**REQUIRED TASK**.
Exact reproduction is required for all entries.
◆ ◆ ◆ ◆ ◆ ◆ ◆
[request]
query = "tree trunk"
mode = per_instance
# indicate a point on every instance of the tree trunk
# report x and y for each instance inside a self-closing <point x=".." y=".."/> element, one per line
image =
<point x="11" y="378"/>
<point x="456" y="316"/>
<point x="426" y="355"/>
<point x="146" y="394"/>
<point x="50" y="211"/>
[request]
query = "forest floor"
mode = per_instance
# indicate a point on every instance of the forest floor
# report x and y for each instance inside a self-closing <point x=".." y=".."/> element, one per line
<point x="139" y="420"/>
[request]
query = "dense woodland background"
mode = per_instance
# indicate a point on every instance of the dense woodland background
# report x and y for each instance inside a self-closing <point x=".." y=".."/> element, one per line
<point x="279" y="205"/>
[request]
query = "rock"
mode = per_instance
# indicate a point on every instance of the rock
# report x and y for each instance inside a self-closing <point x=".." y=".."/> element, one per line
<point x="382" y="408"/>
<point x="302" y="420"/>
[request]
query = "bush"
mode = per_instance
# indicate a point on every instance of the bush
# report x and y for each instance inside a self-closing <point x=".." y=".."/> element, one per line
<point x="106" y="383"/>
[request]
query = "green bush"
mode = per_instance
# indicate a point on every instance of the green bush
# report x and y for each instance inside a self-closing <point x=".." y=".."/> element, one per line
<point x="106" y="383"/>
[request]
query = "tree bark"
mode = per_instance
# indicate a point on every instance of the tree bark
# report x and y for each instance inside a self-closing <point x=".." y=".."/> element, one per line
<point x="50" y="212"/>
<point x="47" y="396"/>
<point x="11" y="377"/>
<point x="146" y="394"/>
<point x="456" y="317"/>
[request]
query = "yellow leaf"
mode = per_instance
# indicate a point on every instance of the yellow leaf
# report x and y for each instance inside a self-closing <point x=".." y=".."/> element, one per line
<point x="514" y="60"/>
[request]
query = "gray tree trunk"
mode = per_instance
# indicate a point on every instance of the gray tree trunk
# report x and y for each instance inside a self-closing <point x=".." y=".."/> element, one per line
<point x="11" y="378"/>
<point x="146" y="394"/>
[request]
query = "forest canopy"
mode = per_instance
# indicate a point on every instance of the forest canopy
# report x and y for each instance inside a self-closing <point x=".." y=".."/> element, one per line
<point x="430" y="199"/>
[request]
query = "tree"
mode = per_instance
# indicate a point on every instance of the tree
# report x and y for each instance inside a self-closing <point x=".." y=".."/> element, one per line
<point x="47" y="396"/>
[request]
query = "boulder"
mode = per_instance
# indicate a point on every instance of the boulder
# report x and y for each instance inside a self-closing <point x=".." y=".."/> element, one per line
◆ ◆ ◆ ◆ ◆ ◆ ◆
**COMPLETE RESPONSE**.
[request]
query = "tree trunk"
mode = per_instance
# indicate a point on every instance of the tree trunk
# report x and y for each instance inside a self-closing <point x=".." y=".."/> element, one per line
image =
<point x="11" y="378"/>
<point x="456" y="316"/>
<point x="426" y="355"/>
<point x="146" y="394"/>
<point x="50" y="211"/>
[request]
query = "forest floor"
mode = per_instance
# indicate a point on every instance of the forest floor
# report x and y for each instance inside a self-closing <point x=".." y=".."/> element, one per line
<point x="139" y="420"/>
[request]
query = "dense woodland background"
mode = per_instance
# indicate a point on every instance of the dense woodland background
# report x and y for each instance inside a self-closing <point x=".." y=".."/> element, one per line
<point x="279" y="205"/>
[request]
query = "rock"
mode = per_instance
# indicate a point on every instance of the rock
# report x and y for each instance inside a self-closing <point x=".." y=".."/> element, one per line
<point x="382" y="408"/>
<point x="302" y="420"/>
[request]
query = "bush"
mode = per_instance
# indicate a point on every instance of the bush
# report x and y for each instance inside a self-closing <point x=".." y=".."/> element, one per line
<point x="106" y="383"/>
[request]
query = "green bush"
mode = per_instance
# indicate a point on every instance of the green bush
# report x and y for each instance inside a self-closing <point x=".." y=".."/> element, one per line
<point x="106" y="383"/>
[request]
query = "tree bark"
mode = per_instance
# indicate a point on every instance of the tree bark
# report x and y for each instance inside a self-closing <point x=".." y=".."/> element, one per line
<point x="50" y="212"/>
<point x="47" y="396"/>
<point x="11" y="377"/>
<point x="146" y="394"/>
<point x="456" y="317"/>
[request]
query = "yellow leaf"
mode = per_instance
# indicate a point on every instance of the yellow leaf
# report x and y for each instance inside a self-closing <point x=".." y=".."/> element, one per line
<point x="514" y="60"/>
[request]
query = "gray tree trunk"
mode = per_instance
# indicate a point on every instance of the gray tree trunk
# report x and y for each instance inside a self-closing <point x=".." y=".."/> element, one per line
<point x="11" y="378"/>
<point x="146" y="394"/>
[request]
query = "forest canopy"
mode = per_instance
# indicate a point on every instance of the forest canopy
# report x and y for each instance inside a self-closing <point x=".." y=".."/> element, one per line
<point x="430" y="199"/>
[request]
query = "tree"
mode = per_instance
# indicate a point on every instance of the tree
# report x and y for each instance inside a self-closing <point x=".." y=".."/> element, one per line
<point x="47" y="396"/>
[request]
query = "boulder"
mode = per_instance
# indicate a point on every instance of the boulder
# report x and y for each instance inside a self-closing <point x=".." y=".."/> element, one per line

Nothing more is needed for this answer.